1963. Дело Иосифа Бродского. На этом процессе, где поэта обвиняли в тунеядстве (мы ниже вернемся к нему), главным свидетелем обвинения выступал Евгений Воеводин, молодой прозаик. На этот раз процесс был открытым — в зал заседаний пустили кое-каких посторонних (заполнив его предварительно доставленными на грузовиках строительными рабочими), и Воеводин знал, что карьеру делает гласно, в присутствии не только сотен строителей, но и десятка писателей. Однако к резонансу международному он не подготовился. Очень скоро мировая пресса (начиная с Фигаро литерер) опубликовала полный отчет о судебном заседании, да и по Советскому Союзу эта запись — блестящее публицистическое (даже художественное) произведение Фриды Вигдоровой
— передавалось из рук в руки и приобрело широкую известность. Имя Евгения Воеводина стало символом низости, а, также как его отец, тоже писатель и тоже Воеводин (Всеволод) отнюдь не отличался порядочностью, то родилась отличная эпиграмма, заклеймившая их обоих:
Дорогая Родина,
Чувствуешь ли зуд?
Оба Воеводина
По тебе ползут.

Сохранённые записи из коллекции
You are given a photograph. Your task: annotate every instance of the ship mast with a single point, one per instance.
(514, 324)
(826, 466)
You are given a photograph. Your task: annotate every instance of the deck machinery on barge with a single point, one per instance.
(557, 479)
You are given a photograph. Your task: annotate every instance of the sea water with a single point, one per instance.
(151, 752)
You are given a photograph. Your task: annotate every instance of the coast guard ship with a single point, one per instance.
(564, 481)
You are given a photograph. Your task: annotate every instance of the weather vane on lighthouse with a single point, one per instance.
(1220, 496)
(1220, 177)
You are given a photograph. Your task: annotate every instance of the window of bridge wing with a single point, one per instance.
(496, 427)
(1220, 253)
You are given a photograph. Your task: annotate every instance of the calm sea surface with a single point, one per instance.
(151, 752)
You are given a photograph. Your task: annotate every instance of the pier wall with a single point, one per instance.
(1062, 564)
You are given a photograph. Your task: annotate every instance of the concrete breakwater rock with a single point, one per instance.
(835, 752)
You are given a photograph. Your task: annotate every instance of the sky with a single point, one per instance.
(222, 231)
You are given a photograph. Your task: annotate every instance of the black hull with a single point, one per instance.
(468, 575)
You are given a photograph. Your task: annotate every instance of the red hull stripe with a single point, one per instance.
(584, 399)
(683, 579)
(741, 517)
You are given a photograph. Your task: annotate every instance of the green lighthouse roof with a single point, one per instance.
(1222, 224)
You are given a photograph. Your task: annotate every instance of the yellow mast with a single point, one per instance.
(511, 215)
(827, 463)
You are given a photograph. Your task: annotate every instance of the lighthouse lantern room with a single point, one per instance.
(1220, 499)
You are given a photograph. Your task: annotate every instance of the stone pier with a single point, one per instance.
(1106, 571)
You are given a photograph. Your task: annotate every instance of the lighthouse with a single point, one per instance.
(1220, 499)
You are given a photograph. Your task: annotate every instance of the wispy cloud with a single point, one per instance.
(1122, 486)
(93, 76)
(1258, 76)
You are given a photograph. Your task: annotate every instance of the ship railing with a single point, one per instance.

:: Задания ::
(a) Выведите без изменений строки записей: всё от строки, содержащей "cloud with a single point, one per instance.", до конца записей включительно.
(b) Допишите следующую часть текста о деле Иосифа Бродского.

:: Ответы к заданиям ::
(a)
You are given a photograph. Your task: annotate every instance of the wispy cloud with a single point, one per instance.
(1122, 486)
(93, 76)
(1258, 76)
You are given a photograph. Your task: annotate every instance of the ship railing with a single point, one per instance.

(b)
Е. Воеводин просчитался: он ориентировался на прошлое безмолвие, а время наступило другое. Разумеется, он не мог догадаться, что история, в которой он принял участие, положит начало Самиздату — тогда и слова этого еще не было, оно только рождалось (первоначально в чуть иной форме — «Самоиздат»). И разве могли знать тогдашние руководители ленинградского Союза писателей, что войдут в историю благодаря делу Бродского? Прежде всего это относится к поэту Александру Прокофьеву; однако об этом ниже.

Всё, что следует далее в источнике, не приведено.